- [Data extracted from a collection]:
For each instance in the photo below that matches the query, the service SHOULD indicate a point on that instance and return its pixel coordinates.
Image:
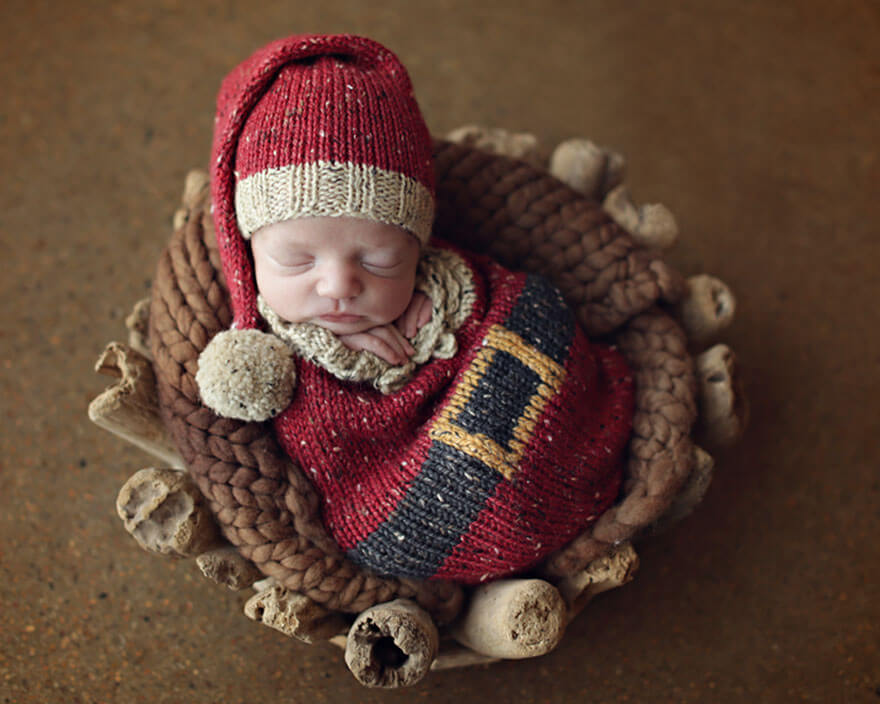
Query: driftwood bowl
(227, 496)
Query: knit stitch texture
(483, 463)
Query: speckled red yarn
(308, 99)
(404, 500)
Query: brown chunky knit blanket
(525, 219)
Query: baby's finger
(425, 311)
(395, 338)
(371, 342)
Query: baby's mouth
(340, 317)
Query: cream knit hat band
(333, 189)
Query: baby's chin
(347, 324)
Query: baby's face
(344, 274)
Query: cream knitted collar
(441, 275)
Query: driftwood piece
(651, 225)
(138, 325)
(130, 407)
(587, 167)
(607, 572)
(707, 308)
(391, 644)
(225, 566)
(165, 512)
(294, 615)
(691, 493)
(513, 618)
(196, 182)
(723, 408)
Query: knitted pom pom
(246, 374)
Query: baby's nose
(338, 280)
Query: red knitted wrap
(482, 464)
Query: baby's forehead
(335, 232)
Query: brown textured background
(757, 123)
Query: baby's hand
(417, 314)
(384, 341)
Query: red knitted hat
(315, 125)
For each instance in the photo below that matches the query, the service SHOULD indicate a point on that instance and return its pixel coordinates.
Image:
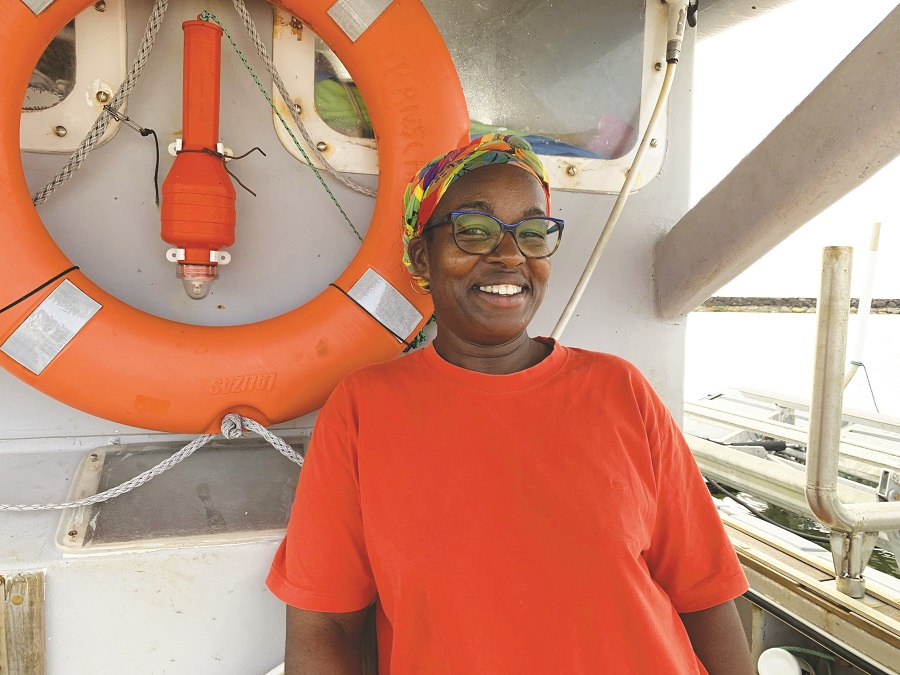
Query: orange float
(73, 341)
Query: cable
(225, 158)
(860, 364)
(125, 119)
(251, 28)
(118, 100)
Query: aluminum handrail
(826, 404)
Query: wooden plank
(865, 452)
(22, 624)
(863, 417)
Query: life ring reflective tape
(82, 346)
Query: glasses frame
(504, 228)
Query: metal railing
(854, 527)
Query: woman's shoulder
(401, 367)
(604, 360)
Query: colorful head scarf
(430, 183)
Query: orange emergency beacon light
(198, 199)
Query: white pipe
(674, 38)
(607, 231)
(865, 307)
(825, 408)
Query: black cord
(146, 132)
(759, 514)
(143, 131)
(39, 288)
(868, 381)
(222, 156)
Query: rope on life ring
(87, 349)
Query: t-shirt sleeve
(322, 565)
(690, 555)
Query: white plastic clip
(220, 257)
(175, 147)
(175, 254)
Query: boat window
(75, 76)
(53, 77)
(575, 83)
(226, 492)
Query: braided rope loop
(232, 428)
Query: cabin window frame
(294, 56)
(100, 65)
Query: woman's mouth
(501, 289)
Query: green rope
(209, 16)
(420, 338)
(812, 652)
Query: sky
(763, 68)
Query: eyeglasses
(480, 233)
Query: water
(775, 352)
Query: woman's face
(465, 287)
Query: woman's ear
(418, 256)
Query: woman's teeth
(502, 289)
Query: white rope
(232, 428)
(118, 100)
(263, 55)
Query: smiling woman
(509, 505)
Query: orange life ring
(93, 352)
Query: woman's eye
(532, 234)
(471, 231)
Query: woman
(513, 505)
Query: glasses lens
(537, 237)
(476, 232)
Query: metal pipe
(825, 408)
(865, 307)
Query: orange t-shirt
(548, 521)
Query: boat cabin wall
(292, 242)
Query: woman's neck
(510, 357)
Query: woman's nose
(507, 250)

* * *

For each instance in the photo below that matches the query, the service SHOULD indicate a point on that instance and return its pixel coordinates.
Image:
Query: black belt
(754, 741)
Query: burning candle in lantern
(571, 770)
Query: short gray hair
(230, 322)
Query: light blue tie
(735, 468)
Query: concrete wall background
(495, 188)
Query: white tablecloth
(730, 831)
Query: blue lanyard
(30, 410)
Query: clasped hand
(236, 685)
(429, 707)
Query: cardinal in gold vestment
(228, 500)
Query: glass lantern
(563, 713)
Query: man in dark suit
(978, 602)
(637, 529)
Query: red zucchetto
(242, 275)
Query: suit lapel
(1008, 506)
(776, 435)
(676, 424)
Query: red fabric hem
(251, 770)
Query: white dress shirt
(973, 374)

- [Requirements]:
Extract every line of the records above that contains the string "white", matching case exactly.

- [Final result]:
Query: white pipe
Query: white plastic clip
Query: white rope
Query: white tablecloth
Query: white dress shirt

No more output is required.